GIVEN TEXT section start

The big catch-radius players who don't have much yards-after-catch juice or separation ability tend to struggle beyond a certain cut-off point in league play. That is to say: The really good ones can stick around, but the Day 3 players, who just need to be fed jump balls to make an impact, don't really get enough volume or trust from their quarterback to do so. Which makes me lean Higgins.
But at the same time, if Higgins and Pittman are going to fill roughly the same role at the NFL level (I believe so), and neither is going to be a WR1 in the NFL (which I believe), why wouldn't I take the round discount?
I think Higgins has a higher ceiling, and I think they have similar floors. But I'm willing to spend less capital on Pittman to do a comparable job for me, even if I miss out on Higgins developing into something more at the NFL level.
Would rather: Pittman (Round 3)
Houston OT Josh Jones (Round 2) vs. UConn OT Matt Peart (Round 4)
It’s interesting one would put the better player in the later round. I respect the audacity.
In all seriousness, I like to grab at least one of these every round, because they're fun to discuss. I know NFL teams and their corresponding leaks in the media seem really big on Josh Jones, but I just can't get my head all the way around it. Jones is certainly a toolsy player who has an NFL ceiling, but we tend to view tools as a binary assignment in scouting circles: Is he toolsy or isn't he? Jones definitely is, but it's really not to a ground-breaking level, as my eye can see. Maybe the combine will change my mind, but Jones seems to me just a fine athlete.
Accordingly, if we're drafting Jones on tools, I prefer players like Auburn's Prince Tega Wanogho or South Carolina State's Alex Taylor. Critically, not only do these players have better raw physical abilities, but they're also underdeveloped technique-wise relative to the class of the position — neither has played offensive tackle for very long. Jones is a four-year starter at the position and started through high school as well. If he was going to cash in on the promise his tools illustrates, I think we would have seen more development by now.
Matt Peart is comparable as an athlete, with better flashes on film, and a more promising developmental profile at a fraction of the cost. Count me in.
Would rather: Peart (Round 4)
LSU S Grant Delpit (Round 1) vs. Cal S Ashtyn Davis (Round 2)
Usually, when I start writing these blurbs, I know my conclusion and I write to arrive there. This time, I'm really divided on it, so I'm just going to go with it and see where I end up.

GIVEN TEXT section end

» **COMPLETE THE FOLLOWING**:
1. In the draft comparison text, how long has Josh Jones started at offensive tackle?
2. Continue the draft prospect comparison from where it stops.

GIVEN INFORMATION section start

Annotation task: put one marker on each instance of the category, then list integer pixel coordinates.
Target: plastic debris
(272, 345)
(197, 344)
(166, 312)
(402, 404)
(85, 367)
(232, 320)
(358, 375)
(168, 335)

GIVEN INFORMATION section end

» **SOLVED TASKS**:
1. He is a four-year starter at the position and also started there through high school.

2.
The most valuable safeties in the world are the players who can play and win from a single-high alignment, and I think that's both Grant Delpit and Ashtyn Davis in this class. If you can't be a true middle field safety, you have to be wild versatile in the box, which I believe is the case with Xavier McKinney from Alabama.
So both Delpit and Davis check that box; good. Who's better there? I think Delpit is more consistent and has better route recognition ability, while I certainly recognize that Davis flashes that a good deal — I just think he's less consistent in terms of football IQ and instincts.
With Delpit, everyone complains about the tackling, and rightfully so, but the list of safeties who can play single-high is already pretty thin, and when you take away the guys who don't like tackling, it's almost empty. With that said, that makes Davis really attractive, because I know Ashtyn will run and hit at high velocities, and I'm intrigued by his potential generating turnovers with his physical play from the rooftop. With that said, the productivity went down for Davis this year but so much of that is just situational.
I prefer Delpit when you need to get your safety in the box. I'm pretty equal on them as run fit players. I really like Delpit's measurables advantage in man coverage. Egads.
I think I like Delpit enough to warrant the Round 1 selection, even with the tackling concerns. Ask me this question again when we get medical checks back from the combine. I'm worried Delpit's shoulder will be prohibitively poor such that it gets red-flagged, and the entire conversation changes.